» **Dataset rows**
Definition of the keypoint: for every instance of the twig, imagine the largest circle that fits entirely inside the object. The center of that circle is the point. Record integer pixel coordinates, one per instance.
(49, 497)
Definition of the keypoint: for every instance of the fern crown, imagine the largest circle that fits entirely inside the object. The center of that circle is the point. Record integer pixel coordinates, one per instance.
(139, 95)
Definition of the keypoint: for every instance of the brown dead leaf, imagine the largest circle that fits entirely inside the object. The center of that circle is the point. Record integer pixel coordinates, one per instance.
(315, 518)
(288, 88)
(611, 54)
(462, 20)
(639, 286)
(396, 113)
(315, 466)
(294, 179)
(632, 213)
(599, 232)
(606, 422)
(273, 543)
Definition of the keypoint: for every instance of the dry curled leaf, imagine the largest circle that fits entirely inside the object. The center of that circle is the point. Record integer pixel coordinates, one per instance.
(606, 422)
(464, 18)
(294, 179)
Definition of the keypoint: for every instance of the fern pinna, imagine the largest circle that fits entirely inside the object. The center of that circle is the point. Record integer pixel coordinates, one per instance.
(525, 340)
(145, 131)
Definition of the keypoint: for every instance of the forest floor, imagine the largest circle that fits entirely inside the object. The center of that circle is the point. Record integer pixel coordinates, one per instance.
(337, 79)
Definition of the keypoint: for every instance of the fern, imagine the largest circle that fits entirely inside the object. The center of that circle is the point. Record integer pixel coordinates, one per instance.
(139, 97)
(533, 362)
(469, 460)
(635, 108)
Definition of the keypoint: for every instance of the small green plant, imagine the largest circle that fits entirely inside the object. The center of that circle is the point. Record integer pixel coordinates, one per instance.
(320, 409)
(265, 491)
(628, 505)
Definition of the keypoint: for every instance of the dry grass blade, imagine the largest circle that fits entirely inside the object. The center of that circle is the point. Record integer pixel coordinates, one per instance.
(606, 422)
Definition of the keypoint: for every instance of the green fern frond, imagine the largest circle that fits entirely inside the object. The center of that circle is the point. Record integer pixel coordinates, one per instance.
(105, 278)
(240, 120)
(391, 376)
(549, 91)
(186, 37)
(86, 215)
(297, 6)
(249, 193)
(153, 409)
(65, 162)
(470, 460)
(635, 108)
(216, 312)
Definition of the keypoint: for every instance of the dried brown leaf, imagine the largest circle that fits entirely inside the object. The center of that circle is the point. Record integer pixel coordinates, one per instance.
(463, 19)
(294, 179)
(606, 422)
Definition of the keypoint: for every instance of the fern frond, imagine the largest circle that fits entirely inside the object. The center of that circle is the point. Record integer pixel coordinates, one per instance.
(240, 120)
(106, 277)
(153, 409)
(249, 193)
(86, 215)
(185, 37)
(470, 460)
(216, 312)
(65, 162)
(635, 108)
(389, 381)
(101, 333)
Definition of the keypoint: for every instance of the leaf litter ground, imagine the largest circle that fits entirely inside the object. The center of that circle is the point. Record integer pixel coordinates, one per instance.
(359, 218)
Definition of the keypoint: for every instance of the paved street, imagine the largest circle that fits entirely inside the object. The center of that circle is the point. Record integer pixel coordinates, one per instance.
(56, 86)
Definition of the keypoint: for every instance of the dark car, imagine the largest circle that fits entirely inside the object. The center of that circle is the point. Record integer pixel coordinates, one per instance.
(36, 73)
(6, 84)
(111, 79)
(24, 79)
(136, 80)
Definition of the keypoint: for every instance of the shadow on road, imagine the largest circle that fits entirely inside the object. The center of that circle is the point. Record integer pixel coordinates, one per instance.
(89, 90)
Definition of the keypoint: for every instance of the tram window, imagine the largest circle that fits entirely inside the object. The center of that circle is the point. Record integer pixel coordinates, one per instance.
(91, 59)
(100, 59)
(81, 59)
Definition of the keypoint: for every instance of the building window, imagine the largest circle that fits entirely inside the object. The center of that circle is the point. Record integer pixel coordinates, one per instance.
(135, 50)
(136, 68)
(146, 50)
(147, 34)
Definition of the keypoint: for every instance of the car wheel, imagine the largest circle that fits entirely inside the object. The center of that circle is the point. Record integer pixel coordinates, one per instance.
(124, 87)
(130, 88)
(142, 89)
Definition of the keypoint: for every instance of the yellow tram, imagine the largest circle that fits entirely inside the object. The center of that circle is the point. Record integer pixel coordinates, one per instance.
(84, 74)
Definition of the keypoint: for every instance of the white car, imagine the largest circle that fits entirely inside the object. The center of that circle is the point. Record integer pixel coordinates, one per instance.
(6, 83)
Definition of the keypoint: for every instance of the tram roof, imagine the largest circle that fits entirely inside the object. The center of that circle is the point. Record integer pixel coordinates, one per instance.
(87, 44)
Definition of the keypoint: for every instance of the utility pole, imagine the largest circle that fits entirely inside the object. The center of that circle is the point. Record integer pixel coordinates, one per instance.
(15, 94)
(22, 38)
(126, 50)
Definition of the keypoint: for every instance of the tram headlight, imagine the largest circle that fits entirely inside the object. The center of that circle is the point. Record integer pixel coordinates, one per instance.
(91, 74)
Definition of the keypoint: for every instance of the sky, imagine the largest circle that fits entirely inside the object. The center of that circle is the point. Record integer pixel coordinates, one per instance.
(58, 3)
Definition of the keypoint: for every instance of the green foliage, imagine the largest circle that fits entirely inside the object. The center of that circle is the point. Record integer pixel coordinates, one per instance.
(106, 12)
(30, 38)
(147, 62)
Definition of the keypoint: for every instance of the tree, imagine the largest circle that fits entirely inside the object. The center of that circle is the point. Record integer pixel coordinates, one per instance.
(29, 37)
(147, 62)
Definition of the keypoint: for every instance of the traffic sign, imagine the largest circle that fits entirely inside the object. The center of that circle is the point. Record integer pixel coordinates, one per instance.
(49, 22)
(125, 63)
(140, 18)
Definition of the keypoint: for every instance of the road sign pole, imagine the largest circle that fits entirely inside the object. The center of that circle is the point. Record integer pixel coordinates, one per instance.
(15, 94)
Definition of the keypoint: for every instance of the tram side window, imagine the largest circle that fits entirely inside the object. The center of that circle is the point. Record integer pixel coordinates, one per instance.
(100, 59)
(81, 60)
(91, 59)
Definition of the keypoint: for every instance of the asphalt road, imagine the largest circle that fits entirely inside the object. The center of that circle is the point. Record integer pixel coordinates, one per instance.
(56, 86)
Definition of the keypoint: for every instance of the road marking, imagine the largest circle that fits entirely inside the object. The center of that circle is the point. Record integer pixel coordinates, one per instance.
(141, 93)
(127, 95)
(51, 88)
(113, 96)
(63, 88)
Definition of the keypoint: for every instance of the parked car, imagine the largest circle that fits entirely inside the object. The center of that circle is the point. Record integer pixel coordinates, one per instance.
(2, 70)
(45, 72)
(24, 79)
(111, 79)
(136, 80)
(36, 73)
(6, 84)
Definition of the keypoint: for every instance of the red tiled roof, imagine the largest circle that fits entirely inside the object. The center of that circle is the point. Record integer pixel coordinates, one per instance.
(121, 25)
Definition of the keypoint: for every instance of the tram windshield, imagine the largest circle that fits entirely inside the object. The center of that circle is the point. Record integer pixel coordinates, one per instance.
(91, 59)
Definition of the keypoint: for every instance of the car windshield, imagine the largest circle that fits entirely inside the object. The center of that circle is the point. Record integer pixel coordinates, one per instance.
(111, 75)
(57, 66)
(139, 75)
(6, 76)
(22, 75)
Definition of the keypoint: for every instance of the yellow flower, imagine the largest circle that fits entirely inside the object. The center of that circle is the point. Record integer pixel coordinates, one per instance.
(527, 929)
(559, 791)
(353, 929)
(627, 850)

---

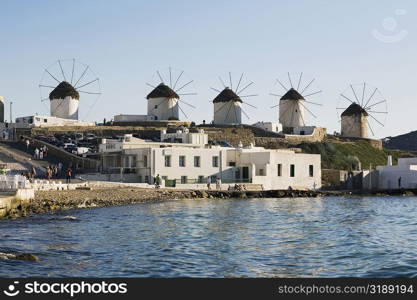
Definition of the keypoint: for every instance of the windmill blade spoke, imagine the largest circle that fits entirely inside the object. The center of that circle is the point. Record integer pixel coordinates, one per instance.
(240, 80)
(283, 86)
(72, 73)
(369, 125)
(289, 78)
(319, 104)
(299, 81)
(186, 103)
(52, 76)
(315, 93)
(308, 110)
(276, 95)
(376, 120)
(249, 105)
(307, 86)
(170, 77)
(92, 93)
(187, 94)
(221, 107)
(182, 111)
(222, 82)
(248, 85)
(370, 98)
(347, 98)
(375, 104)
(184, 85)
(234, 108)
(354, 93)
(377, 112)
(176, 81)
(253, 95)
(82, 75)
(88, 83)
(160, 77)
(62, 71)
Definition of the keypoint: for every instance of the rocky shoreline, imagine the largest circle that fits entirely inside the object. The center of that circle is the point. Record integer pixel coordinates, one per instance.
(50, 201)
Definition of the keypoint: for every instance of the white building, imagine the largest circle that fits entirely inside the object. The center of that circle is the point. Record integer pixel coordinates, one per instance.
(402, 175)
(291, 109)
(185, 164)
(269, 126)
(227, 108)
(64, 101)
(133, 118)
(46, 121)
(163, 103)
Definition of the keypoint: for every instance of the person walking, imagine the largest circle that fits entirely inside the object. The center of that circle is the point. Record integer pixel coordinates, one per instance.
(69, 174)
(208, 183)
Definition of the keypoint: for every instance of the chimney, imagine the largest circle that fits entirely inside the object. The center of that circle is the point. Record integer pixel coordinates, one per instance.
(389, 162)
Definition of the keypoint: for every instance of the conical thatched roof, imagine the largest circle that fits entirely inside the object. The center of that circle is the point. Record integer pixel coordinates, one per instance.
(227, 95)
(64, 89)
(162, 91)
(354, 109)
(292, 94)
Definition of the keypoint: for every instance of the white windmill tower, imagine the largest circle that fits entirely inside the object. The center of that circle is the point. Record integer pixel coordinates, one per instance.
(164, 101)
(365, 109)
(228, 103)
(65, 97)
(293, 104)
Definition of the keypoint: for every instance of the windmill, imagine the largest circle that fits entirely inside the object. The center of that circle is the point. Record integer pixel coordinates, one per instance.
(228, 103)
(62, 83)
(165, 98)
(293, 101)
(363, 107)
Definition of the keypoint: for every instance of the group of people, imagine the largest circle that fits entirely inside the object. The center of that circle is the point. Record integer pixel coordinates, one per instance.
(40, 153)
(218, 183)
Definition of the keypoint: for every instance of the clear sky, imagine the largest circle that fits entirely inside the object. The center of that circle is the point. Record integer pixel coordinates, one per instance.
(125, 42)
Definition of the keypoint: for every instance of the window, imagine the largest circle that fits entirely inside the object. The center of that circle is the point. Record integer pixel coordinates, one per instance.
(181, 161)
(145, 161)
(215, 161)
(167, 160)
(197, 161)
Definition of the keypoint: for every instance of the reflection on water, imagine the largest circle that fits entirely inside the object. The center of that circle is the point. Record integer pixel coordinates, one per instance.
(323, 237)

...

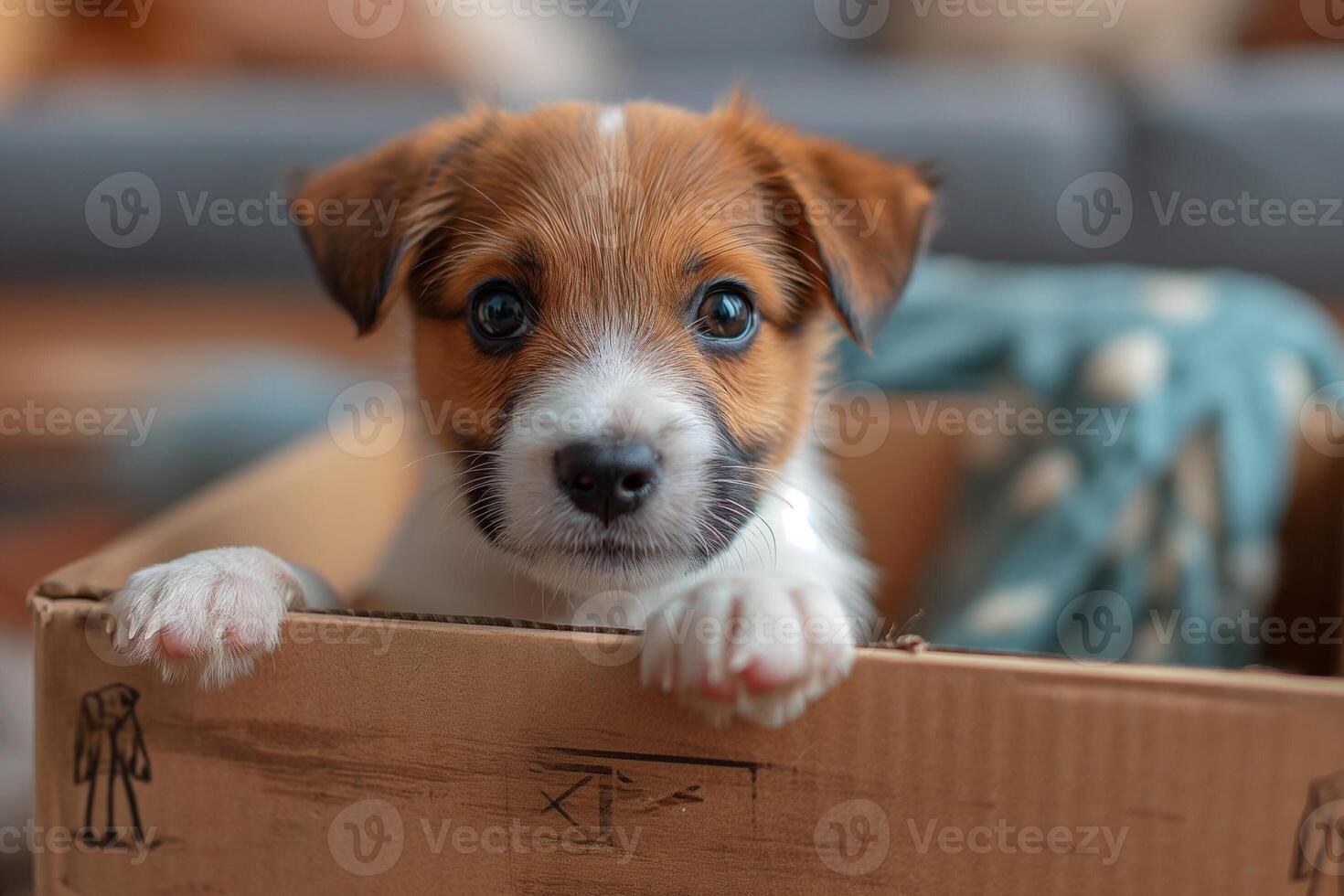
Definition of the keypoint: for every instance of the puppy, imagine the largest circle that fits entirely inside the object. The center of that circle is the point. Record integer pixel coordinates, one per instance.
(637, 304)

» **Your objective**
Locate every line in the material that contains the string "fern", with case counting, and copy each of those lines out.

» **Written reply**
Definition of the keypoint: for every instance of the fern crown, imagine the largest circle that fits entirely inside the object. The center of that circle is the point. Record integer pixel coordinates, one per instance.
Definition of the keypoint: for every instance of the fern pinna, imagine the largest circle that fits entirely inside the object. The center of that circle is the point. Record integer pixel coordinates, one per instance.
Definition of the keypoint: for every instance of the fern, imagine the largest circle that fits entirely inside the object. The center of that circle is the point. Record integer pixel coordinates, one per instance.
Definition of the keypoint: for every instance of the green fern frond, imagine the largest circle that fits entirely inside the object. The center of that circle is the point. Record integer pixel coordinates, one per instance.
Definition of the keypoint: for every instance of the fern frond, imagine the largest circle that fits entirely inside the object. The center of that circle is the point. Record integer pixel coordinates, one per instance.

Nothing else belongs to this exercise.